======== Source ========

By letter agreement dated February 19, 2003, Energy Spectrum agreed to increase
the Conversion Price to $0.50, to vote for an amendment to our Certificate of
Incorporation to reflect the increase in the Conversion Price, and that prior to
the amendment of the Company's Certificate of Incorporation if any Preferred
Stock is converted into our common stock the Conversion Price for such
conversion shall be $0.50. The letter agreement reduces the number of shares of
common stock into which the Preferred Stock is convertible from 18,421,053 to
7,000,000 shares.

In connection with the Strata Acquisition, we issued to Energy Spectrum a
warrant to purchase 437,500 shares of our common stock at an exercise price of
$0.15 per share, and we agreed that if we did not redeem all but one share of
the Preferred Stock on or prior to February 6, 2003, we would issue Energy
Spectrum an additional warrant to purchase 875,000 shares of our common stock at
an exercise price of $0.15 per share. On February 19, 2003, we issued such
warrant.

========

§ **Actions to take**:
(1) In the passage on Energy Spectrum's conversion price and warrants, how many shares of common stock could Energy Spectrum buy under the warrant issued on February 19, 2003?
(2) Please carry on the passage on Energy Spectrum's conversion price and warrants past its last sentence.

======== Dataset ========

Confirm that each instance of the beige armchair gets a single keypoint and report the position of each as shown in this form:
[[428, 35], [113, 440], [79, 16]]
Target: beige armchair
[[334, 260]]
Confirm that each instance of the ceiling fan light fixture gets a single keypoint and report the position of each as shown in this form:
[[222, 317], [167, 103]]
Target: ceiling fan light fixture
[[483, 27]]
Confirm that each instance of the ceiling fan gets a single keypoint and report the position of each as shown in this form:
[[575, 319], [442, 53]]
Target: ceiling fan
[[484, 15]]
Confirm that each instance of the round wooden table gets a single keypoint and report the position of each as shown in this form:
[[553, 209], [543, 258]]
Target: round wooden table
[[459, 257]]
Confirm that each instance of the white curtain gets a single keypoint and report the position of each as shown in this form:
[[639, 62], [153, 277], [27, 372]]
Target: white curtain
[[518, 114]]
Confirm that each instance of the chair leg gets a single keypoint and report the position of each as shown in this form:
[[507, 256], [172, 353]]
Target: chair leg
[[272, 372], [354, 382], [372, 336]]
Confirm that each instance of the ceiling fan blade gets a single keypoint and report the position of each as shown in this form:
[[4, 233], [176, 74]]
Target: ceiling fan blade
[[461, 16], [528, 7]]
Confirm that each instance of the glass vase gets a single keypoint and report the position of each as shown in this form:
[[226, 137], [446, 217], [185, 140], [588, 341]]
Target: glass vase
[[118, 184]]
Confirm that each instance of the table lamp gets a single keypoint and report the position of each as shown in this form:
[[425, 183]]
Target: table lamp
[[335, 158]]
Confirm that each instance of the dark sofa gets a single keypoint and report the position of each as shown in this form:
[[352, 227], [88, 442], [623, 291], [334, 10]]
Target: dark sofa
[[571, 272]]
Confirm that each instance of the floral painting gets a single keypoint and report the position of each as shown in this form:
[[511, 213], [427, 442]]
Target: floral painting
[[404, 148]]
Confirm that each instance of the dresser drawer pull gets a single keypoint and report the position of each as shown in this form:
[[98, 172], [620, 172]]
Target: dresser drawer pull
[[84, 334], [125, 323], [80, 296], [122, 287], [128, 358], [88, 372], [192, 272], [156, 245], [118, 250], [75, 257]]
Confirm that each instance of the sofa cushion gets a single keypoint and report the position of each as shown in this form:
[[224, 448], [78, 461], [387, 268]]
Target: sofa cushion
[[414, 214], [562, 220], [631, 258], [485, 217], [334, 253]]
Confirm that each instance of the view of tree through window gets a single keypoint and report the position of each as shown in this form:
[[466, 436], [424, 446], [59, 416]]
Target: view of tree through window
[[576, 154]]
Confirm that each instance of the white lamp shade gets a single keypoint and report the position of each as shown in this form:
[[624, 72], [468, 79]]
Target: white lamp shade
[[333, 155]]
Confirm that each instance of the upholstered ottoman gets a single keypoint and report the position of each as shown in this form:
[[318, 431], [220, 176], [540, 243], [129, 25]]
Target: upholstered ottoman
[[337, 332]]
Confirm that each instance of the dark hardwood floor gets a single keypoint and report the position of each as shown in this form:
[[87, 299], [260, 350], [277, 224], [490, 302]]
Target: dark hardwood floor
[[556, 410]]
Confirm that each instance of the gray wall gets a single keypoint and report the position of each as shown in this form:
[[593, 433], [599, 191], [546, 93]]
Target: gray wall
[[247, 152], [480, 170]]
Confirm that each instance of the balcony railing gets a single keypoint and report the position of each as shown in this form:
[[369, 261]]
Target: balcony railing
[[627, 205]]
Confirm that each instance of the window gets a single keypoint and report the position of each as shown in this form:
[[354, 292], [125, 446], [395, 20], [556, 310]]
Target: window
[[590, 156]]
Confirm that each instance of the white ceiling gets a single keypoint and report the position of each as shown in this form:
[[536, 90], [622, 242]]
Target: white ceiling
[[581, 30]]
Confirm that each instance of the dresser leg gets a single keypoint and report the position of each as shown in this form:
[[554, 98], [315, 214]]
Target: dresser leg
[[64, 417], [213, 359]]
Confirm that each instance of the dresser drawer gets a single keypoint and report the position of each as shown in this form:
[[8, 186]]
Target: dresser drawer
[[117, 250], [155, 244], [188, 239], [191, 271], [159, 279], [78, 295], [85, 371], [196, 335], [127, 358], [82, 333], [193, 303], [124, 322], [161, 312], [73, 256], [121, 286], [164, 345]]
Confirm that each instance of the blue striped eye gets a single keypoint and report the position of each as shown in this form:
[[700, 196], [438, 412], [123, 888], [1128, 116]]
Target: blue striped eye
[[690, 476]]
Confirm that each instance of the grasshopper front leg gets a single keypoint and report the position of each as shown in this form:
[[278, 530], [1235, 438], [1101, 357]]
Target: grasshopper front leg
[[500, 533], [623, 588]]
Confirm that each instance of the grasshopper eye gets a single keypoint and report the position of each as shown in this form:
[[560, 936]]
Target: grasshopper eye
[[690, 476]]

========

§ **Written answers**:
(1) 875,000 shares, at an exercise price of $0.15 per share.

(2)
RECENT DEVELOPMENTS - JOINT VENTURE WITH M-I L. L.C. AND MOUNTAIN AIR DRILLING
SERVICE COMPANY NOTE PAYABLE REDUCTION

We entered into a joint venture agreement with a division of M-I L.L.C., and
related financing on July 2, 2003. The Company through its subsidiary, Mountain
Compressed Air, Inc., and M-I L.L.C. each contributed assets with a combined net
book value of approximately $13 million to AirComp. Mountain Compressed Air
contributed substantially all of its compressed air drilling assets with an
estimated net book value of approximately $7.2 million to AirComp. The Company
will own 55% and M-I L.L.C. will own 45% of AirComp.

In connection with the transaction, AirComp obtained bank financing of $8
million (matures on June 27, 2007), of which $7.3 million was distributed to the
Company to extinguish the outstanding Mountain Compressed Air debt,
approximately $2.4 million was used to purchase equipment the Company was
leasing and $700,000 will be used by AirComp to pay transaction costs and
working capital. The debt bears interest at a floating rate, currently LIBOR
plus 0.5% annually. AirComp has the ability to borrow an additional $2 million
under its credit agreement with the bank. AirComp's bank debt is secured by
substantially all of the assets of AirComp. The Company has guaranteed all of
Mountain Compressed Air's obligations under the joint venture agreement, and
Mountain Compressed Air has guaranteed up to $2 million of AirComp's debt.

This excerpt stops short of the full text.